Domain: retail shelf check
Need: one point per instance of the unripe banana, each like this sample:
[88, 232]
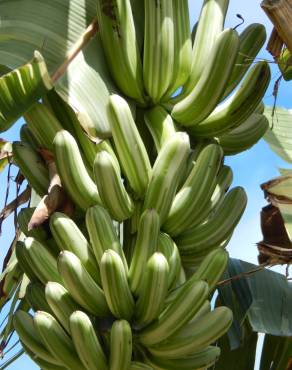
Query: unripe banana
[135, 365]
[23, 219]
[120, 346]
[35, 296]
[57, 341]
[69, 237]
[160, 124]
[111, 188]
[223, 182]
[169, 249]
[115, 285]
[251, 40]
[212, 267]
[145, 246]
[131, 151]
[239, 106]
[24, 261]
[60, 303]
[43, 124]
[80, 285]
[201, 360]
[154, 289]
[182, 46]
[245, 135]
[118, 36]
[102, 233]
[166, 174]
[196, 336]
[191, 200]
[205, 96]
[210, 234]
[158, 63]
[176, 314]
[43, 264]
[72, 171]
[23, 324]
[31, 166]
[86, 342]
[210, 24]
[27, 137]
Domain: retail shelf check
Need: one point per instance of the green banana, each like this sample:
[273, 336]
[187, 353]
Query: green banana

——

» Your goal
Return each record exactly as given, excluding any image.

» Solution
Domain: retail shelf check
Need: one point per instance of the unripe banana, each like this sample:
[88, 232]
Query: unripe banana
[135, 365]
[23, 219]
[120, 346]
[35, 296]
[57, 341]
[69, 237]
[160, 124]
[111, 188]
[223, 182]
[169, 249]
[115, 285]
[251, 40]
[212, 267]
[145, 246]
[131, 151]
[239, 106]
[24, 261]
[60, 303]
[43, 124]
[80, 285]
[201, 360]
[154, 289]
[182, 46]
[245, 135]
[118, 36]
[102, 233]
[166, 174]
[196, 336]
[191, 200]
[205, 96]
[210, 234]
[158, 63]
[176, 314]
[43, 264]
[72, 171]
[23, 324]
[31, 166]
[86, 342]
[210, 24]
[27, 137]
Domain: retail shelf check
Need: one point per instance of the green banana, each like this sample:
[273, 336]
[187, 353]
Query: green banana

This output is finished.